#### Saved entries
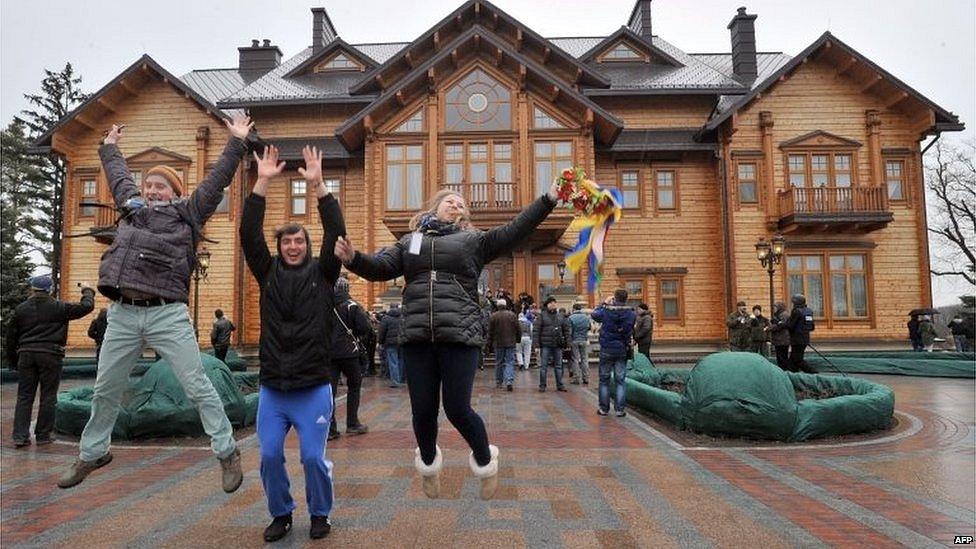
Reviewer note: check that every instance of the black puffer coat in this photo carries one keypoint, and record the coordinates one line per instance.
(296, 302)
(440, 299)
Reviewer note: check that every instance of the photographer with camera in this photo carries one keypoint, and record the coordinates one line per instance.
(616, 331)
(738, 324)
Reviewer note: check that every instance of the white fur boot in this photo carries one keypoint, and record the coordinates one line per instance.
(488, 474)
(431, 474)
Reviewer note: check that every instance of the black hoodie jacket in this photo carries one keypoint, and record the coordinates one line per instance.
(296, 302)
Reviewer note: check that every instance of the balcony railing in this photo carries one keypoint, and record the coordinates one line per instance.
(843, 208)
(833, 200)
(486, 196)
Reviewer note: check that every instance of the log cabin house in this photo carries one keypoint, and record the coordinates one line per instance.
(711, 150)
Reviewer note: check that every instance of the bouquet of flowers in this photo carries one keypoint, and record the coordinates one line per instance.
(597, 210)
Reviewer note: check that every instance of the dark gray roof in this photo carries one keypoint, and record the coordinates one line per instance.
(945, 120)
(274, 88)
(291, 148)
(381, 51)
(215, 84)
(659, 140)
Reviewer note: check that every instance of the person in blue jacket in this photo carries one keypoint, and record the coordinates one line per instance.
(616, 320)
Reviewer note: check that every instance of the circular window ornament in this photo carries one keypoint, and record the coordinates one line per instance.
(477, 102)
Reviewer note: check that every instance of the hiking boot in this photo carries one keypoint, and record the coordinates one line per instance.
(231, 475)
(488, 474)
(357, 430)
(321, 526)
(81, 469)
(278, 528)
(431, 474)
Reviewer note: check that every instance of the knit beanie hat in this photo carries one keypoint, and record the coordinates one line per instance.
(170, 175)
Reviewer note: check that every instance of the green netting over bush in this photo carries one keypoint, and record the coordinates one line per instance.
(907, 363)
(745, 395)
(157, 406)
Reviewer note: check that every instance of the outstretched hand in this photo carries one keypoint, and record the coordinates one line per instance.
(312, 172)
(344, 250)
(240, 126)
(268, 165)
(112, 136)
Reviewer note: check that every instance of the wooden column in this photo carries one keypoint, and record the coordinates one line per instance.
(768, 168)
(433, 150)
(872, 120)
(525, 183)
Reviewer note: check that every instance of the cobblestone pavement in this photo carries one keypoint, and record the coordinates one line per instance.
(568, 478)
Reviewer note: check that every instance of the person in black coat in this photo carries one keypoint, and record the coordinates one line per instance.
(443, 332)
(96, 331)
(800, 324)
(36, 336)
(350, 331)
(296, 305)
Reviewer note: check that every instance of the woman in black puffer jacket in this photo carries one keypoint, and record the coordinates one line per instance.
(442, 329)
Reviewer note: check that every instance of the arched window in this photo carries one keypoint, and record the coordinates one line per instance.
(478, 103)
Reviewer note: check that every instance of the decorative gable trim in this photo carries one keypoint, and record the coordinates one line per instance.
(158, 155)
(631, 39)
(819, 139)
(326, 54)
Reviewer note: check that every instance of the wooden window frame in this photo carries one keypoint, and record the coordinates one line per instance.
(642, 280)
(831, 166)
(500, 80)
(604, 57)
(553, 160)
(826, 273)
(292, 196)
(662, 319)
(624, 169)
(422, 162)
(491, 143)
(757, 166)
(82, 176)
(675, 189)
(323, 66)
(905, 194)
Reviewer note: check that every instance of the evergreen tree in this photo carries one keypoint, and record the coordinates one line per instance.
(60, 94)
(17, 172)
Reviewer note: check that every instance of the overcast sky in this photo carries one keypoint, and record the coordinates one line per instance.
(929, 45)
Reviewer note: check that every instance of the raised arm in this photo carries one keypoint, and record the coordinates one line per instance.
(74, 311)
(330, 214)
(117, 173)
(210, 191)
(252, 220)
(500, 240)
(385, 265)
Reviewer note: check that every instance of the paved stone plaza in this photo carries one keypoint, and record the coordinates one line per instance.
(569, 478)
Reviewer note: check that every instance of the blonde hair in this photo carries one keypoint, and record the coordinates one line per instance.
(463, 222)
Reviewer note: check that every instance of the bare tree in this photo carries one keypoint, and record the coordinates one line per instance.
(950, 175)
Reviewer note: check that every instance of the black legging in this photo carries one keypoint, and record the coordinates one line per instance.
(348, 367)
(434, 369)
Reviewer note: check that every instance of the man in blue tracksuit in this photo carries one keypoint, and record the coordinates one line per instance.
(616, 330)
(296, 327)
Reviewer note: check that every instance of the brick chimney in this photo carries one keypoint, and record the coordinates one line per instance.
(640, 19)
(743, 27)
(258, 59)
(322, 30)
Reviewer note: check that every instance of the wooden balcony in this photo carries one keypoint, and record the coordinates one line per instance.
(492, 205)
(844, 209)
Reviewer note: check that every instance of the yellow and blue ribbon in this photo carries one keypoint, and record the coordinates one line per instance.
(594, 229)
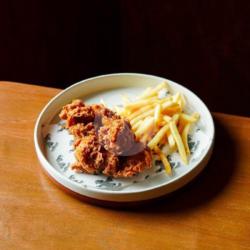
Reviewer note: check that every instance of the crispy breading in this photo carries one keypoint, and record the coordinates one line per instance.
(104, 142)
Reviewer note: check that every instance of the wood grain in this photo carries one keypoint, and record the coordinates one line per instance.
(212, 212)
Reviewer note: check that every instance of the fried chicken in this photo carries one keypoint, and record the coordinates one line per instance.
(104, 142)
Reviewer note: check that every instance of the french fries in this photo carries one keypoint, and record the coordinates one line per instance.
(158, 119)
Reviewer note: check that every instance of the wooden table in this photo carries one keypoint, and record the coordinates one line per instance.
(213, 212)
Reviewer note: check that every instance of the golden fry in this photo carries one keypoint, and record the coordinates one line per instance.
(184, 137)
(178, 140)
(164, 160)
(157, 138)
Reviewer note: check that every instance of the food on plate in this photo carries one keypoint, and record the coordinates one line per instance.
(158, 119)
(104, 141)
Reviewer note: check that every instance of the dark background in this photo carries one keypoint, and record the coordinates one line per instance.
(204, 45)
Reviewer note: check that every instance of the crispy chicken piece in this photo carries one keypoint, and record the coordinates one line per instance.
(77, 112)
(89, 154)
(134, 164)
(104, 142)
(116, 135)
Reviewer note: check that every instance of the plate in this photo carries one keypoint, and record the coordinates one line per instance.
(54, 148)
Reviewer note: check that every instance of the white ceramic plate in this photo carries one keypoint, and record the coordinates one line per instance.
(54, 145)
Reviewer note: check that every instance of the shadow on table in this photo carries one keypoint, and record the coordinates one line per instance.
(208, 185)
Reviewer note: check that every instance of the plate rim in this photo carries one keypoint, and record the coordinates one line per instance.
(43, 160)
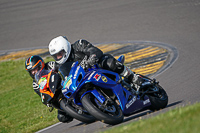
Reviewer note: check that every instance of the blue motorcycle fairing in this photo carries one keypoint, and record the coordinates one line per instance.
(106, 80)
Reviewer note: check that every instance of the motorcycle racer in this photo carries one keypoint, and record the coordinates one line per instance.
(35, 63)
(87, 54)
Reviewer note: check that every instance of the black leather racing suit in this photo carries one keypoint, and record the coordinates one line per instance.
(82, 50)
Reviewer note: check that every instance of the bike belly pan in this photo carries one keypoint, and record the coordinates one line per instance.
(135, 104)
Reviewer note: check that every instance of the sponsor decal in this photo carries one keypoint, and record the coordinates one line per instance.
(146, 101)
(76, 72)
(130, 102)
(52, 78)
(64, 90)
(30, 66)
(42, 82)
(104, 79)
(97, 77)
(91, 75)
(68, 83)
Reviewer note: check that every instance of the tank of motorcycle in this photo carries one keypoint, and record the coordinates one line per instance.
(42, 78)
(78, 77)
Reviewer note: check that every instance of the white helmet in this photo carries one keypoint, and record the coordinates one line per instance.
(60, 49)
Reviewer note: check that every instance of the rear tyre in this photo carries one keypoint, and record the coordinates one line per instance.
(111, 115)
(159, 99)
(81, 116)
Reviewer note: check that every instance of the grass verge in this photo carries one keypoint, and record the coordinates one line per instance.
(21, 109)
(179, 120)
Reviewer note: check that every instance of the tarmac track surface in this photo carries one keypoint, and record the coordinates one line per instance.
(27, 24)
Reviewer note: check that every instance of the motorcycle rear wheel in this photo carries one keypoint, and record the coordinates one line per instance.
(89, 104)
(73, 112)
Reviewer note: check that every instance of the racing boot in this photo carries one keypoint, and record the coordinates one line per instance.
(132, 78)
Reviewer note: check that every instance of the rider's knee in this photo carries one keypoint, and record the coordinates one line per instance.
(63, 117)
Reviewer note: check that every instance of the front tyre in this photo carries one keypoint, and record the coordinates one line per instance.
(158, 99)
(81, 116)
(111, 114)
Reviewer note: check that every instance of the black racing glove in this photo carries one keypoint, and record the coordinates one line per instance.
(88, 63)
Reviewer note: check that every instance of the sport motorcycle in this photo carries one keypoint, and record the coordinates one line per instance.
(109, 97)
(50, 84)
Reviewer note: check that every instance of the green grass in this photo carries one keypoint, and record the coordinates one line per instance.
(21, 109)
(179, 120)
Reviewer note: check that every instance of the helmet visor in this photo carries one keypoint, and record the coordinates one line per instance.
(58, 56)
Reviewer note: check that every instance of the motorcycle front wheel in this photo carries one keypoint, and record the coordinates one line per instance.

#### TASK PROMPT
Print the line containing "Reviewer note: check that every instance of the rear", then every line after it through the last line of the records, each exactly as written; nothing else belongs in the answer.

#### WRITTEN SOLUTION
Reviewer note: check that every instance of the rear tyre in this photo carries one keypoint, and record the coordinates one line per instance.
(111, 115)
(159, 99)
(81, 116)
Reviewer note: check that every instance of the grass verge in this photo carries one keypoint, and record the coordinates one line per instance.
(21, 109)
(179, 120)
Reviewer note: check that every instance of the tarmac track surface in this photo carries one keypoint, and record the coordinates one line per instance.
(27, 24)
Reviewer note: check that every instance of the motorcycle rear wheel in this photo carries one keypoint, and record the coordinates one line per instance.
(89, 104)
(73, 112)
Reviewer note: check that every instance of the racing boot in this photo carries one keypoint, and record the coordinates one line per instance.
(132, 78)
Reviewer note: check that every instance of the rider's knee in this photo carries one keypoint, and record the coordinates one line per instance.
(63, 117)
Reviewer note: check that every instance of the front tyre in this photo carries one keypoint, and record the coordinates one line per instance.
(158, 99)
(81, 116)
(111, 114)
Reviewer note: check that every instance of the black racing glove in this photo carries one keypoint, and record the coordinates one line per instance.
(88, 63)
Reviewer note: check that every instance of the sport motorcycle in this photo carries one keypoint, and record the coordinates one line per instance.
(109, 97)
(50, 84)
Reviewer note: check that every instance of the green grass in this photo carries one keypoint, and record the coordinates one line per instance.
(21, 109)
(179, 120)
Reviewer note: check that every instance of the helmet visor in this photo carries one keypoint, and record the coordinates one line per instance.
(58, 56)
Reviewer note: check that every instance of the motorcycle front wheel in this photo carries one keypoint, and record the coordinates one line per instance.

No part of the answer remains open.